### TASK TO CARRY OUT
Extract every line of the records below that contains the word "bridge".

[Entries drawn from a collection]
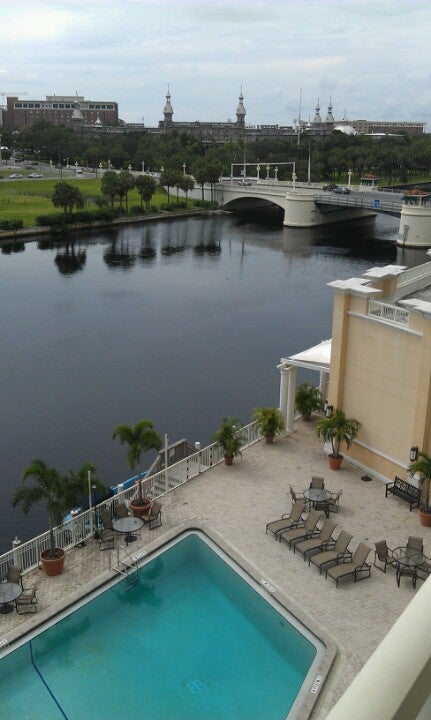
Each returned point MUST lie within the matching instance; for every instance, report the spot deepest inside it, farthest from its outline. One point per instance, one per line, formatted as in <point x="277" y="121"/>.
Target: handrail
<point x="81" y="526"/>
<point x="388" y="312"/>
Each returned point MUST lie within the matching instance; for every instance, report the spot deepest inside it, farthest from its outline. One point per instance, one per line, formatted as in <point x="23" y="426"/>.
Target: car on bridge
<point x="329" y="186"/>
<point x="342" y="190"/>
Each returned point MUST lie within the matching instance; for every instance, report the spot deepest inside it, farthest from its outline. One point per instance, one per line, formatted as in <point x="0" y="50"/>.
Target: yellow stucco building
<point x="378" y="366"/>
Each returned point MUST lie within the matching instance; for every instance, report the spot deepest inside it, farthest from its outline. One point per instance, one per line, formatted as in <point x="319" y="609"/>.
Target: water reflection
<point x="14" y="246"/>
<point x="119" y="256"/>
<point x="71" y="260"/>
<point x="221" y="299"/>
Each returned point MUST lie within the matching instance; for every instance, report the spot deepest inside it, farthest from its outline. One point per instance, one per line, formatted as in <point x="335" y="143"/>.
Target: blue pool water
<point x="191" y="640"/>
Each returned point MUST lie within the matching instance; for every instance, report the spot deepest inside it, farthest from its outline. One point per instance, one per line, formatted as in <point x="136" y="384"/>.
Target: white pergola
<point x="316" y="358"/>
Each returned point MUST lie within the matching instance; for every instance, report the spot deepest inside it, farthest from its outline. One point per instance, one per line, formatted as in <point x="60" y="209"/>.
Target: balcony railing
<point x="389" y="313"/>
<point x="83" y="524"/>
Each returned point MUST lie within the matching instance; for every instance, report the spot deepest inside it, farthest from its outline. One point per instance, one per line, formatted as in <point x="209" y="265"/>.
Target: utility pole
<point x="299" y="116"/>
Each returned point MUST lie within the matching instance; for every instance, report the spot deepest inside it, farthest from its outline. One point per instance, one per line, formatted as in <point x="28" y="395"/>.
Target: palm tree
<point x="337" y="428"/>
<point x="140" y="439"/>
<point x="422" y="466"/>
<point x="60" y="492"/>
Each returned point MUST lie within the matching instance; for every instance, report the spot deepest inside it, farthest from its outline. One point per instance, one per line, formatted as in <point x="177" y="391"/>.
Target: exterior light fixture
<point x="414" y="453"/>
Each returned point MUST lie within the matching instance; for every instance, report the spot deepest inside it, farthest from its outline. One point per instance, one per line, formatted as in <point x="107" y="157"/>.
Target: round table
<point x="128" y="526"/>
<point x="8" y="593"/>
<point x="408" y="560"/>
<point x="317" y="495"/>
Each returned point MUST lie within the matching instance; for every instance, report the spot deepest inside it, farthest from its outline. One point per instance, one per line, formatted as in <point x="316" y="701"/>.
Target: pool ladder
<point x="127" y="567"/>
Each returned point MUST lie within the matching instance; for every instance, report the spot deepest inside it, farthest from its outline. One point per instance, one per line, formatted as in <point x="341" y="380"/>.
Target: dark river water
<point x="182" y="321"/>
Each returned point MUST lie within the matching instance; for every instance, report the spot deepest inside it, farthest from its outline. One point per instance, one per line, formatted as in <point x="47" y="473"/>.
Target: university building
<point x="65" y="110"/>
<point x="102" y="117"/>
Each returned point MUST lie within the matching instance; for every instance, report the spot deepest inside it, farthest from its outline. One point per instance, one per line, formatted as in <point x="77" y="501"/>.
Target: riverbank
<point x="32" y="233"/>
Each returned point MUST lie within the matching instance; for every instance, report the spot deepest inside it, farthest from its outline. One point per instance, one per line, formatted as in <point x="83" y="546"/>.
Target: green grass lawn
<point x="26" y="199"/>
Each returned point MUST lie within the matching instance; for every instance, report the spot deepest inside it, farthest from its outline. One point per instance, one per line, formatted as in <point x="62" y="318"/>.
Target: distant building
<point x="360" y="127"/>
<point x="102" y="117"/>
<point x="69" y="111"/>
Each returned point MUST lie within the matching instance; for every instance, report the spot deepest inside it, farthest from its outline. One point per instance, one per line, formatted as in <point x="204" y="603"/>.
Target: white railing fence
<point x="390" y="313"/>
<point x="83" y="525"/>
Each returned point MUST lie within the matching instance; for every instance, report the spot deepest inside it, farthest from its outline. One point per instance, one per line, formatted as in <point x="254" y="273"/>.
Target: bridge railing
<point x="81" y="526"/>
<point x="388" y="312"/>
<point x="360" y="202"/>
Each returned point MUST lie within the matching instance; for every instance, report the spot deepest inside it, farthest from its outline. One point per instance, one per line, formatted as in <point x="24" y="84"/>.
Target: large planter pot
<point x="53" y="565"/>
<point x="140" y="507"/>
<point x="335" y="462"/>
<point x="424" y="518"/>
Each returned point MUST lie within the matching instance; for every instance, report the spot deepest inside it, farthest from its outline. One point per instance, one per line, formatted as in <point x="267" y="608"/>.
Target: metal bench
<point x="404" y="490"/>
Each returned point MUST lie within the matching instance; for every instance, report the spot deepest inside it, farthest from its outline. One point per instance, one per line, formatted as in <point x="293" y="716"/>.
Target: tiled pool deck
<point x="237" y="502"/>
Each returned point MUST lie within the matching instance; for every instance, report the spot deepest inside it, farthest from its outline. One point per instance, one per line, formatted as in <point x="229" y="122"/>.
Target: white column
<point x="284" y="389"/>
<point x="323" y="384"/>
<point x="291" y="399"/>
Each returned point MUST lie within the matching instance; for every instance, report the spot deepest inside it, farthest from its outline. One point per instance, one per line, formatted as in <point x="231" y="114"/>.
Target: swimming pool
<point x="191" y="639"/>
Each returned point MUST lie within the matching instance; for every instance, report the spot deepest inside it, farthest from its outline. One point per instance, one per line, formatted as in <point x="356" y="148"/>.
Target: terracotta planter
<point x="53" y="566"/>
<point x="140" y="507"/>
<point x="424" y="518"/>
<point x="335" y="462"/>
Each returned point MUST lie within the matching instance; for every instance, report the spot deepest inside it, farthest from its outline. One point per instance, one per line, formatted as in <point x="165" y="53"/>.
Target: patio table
<point x="8" y="593"/>
<point x="128" y="526"/>
<point x="408" y="560"/>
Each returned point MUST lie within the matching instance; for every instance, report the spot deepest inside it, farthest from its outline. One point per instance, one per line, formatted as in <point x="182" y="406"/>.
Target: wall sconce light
<point x="414" y="453"/>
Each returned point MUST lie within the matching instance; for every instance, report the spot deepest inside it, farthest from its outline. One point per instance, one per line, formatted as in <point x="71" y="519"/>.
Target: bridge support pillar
<point x="415" y="226"/>
<point x="300" y="210"/>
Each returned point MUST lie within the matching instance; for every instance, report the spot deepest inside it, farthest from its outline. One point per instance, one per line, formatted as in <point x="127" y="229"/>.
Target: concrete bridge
<point x="307" y="205"/>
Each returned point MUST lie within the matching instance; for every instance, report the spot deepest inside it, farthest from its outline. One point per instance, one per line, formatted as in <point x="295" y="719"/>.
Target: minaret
<point x="240" y="111"/>
<point x="317" y="117"/>
<point x="167" y="110"/>
<point x="329" y="117"/>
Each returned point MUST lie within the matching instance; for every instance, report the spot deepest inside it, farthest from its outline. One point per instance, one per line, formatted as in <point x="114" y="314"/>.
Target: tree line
<point x="395" y="158"/>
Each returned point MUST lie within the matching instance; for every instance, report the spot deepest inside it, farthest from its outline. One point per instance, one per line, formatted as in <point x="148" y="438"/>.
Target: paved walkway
<point x="237" y="502"/>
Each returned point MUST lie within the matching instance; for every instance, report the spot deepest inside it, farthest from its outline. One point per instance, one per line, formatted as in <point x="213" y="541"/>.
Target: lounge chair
<point x="320" y="542"/>
<point x="335" y="554"/>
<point x="288" y="521"/>
<point x="330" y="505"/>
<point x="306" y="531"/>
<point x="424" y="571"/>
<point x="295" y="495"/>
<point x="415" y="546"/>
<point x="154" y="516"/>
<point x="358" y="566"/>
<point x="27" y="601"/>
<point x="121" y="510"/>
<point x="14" y="574"/>
<point x="415" y="543"/>
<point x="383" y="555"/>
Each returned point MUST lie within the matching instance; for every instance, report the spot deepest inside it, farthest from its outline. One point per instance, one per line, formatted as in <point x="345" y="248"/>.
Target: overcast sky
<point x="373" y="57"/>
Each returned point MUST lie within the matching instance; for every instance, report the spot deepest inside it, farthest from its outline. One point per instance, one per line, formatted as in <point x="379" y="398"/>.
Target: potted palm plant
<point x="230" y="438"/>
<point x="140" y="438"/>
<point x="270" y="421"/>
<point x="308" y="399"/>
<point x="337" y="428"/>
<point x="422" y="468"/>
<point x="60" y="493"/>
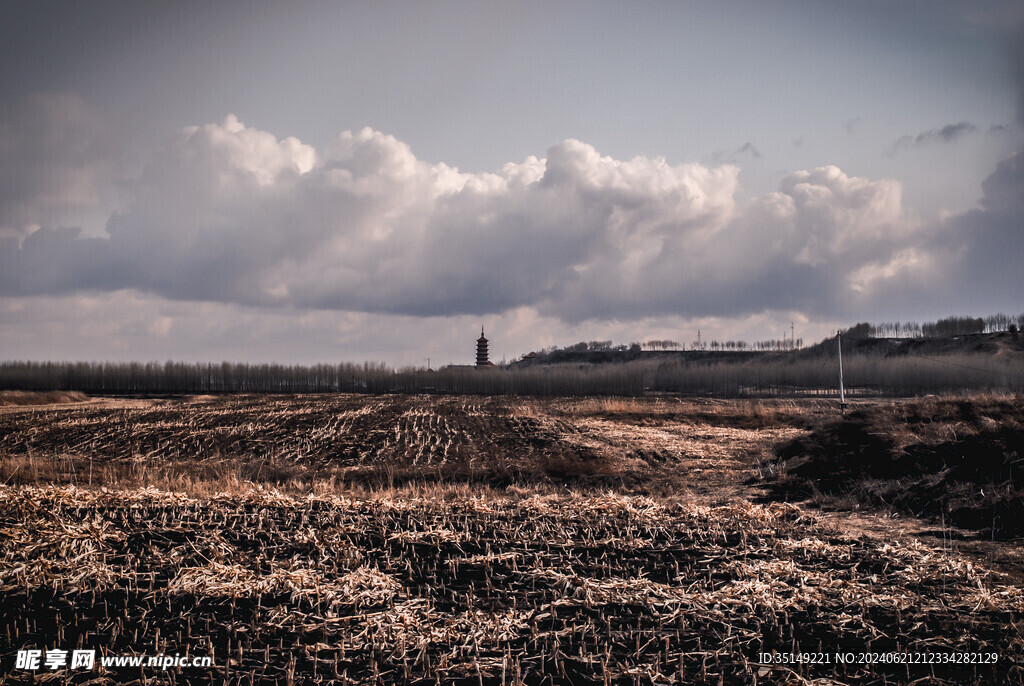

### ANSWER TO THE EXERCISE
Target: car on bridge
Target: bridge railing
Target: bridge support pillar
Target: concrete bridge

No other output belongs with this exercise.